→ **Your task**
Only a number is wanted: how many lines in the records below contain "dark"?

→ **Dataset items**

* * * * * * * * *

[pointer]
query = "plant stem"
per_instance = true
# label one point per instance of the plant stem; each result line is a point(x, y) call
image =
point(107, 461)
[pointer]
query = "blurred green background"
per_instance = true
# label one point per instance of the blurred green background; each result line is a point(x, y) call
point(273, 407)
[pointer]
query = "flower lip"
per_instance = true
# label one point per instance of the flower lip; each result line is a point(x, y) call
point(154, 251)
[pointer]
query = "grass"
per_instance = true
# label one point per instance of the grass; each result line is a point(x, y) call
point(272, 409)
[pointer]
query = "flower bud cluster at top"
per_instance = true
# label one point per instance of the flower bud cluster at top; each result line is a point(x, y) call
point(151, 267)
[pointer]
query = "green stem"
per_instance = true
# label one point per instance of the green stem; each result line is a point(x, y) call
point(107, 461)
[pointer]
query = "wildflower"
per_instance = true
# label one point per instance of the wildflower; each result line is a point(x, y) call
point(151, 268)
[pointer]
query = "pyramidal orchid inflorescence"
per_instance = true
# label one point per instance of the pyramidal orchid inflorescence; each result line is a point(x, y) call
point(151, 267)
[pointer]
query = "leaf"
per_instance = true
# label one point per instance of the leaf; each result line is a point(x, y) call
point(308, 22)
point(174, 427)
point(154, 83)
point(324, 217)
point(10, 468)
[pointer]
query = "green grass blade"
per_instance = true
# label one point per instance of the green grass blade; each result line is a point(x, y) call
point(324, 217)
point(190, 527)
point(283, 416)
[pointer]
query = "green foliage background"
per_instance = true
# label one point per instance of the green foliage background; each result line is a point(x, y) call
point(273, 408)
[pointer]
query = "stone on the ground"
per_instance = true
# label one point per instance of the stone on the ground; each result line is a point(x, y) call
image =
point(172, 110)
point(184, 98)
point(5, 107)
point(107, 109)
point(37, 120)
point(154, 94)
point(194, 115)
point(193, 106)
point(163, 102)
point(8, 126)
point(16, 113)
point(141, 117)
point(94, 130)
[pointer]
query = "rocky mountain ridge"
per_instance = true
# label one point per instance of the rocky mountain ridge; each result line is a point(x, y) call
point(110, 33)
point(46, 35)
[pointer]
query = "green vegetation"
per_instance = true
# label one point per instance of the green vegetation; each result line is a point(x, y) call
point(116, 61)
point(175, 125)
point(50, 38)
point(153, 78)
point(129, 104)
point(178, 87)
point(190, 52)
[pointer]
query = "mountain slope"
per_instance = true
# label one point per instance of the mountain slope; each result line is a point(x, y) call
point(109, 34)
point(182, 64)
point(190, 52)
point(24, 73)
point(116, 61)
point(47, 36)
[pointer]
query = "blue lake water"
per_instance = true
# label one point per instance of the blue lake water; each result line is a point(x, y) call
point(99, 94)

* * * * * * * * *

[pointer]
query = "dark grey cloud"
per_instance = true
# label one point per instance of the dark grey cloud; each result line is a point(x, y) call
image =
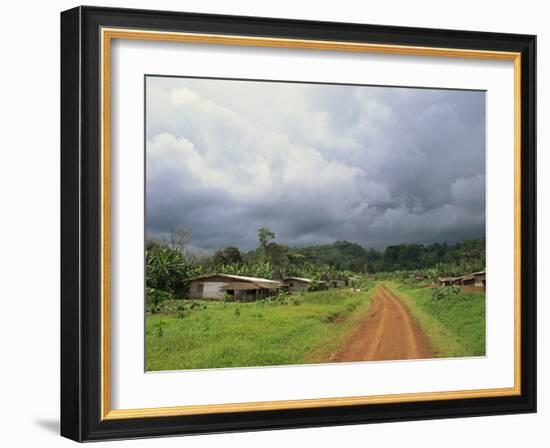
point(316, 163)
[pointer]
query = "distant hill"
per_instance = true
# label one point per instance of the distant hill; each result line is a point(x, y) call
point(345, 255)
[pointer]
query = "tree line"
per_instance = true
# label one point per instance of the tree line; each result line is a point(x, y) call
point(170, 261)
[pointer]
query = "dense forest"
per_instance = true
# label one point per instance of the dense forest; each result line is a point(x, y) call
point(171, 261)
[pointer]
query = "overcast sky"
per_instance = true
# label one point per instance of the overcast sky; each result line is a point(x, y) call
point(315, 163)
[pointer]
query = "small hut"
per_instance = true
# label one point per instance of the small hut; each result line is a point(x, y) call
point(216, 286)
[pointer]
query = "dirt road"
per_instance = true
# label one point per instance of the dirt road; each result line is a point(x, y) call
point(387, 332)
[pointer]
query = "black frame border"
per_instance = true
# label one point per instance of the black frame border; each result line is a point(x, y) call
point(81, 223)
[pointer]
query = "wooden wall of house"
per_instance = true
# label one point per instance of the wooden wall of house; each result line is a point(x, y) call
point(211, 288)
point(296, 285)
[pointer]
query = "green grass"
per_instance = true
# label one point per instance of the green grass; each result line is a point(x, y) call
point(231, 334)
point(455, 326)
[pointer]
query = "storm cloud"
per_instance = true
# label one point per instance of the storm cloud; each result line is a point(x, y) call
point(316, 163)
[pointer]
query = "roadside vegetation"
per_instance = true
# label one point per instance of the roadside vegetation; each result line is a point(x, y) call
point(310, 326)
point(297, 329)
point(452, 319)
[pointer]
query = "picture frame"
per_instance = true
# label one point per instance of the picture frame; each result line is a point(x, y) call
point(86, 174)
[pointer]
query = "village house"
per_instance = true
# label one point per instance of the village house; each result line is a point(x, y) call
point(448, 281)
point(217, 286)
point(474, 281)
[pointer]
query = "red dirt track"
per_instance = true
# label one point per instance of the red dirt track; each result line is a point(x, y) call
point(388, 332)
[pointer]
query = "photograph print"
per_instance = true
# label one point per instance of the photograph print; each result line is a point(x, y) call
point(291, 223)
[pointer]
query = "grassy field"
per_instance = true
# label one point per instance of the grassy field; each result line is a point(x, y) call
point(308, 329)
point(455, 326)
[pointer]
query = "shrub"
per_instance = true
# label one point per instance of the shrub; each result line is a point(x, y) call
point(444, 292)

* * * * * * * * *

→ **Response**
2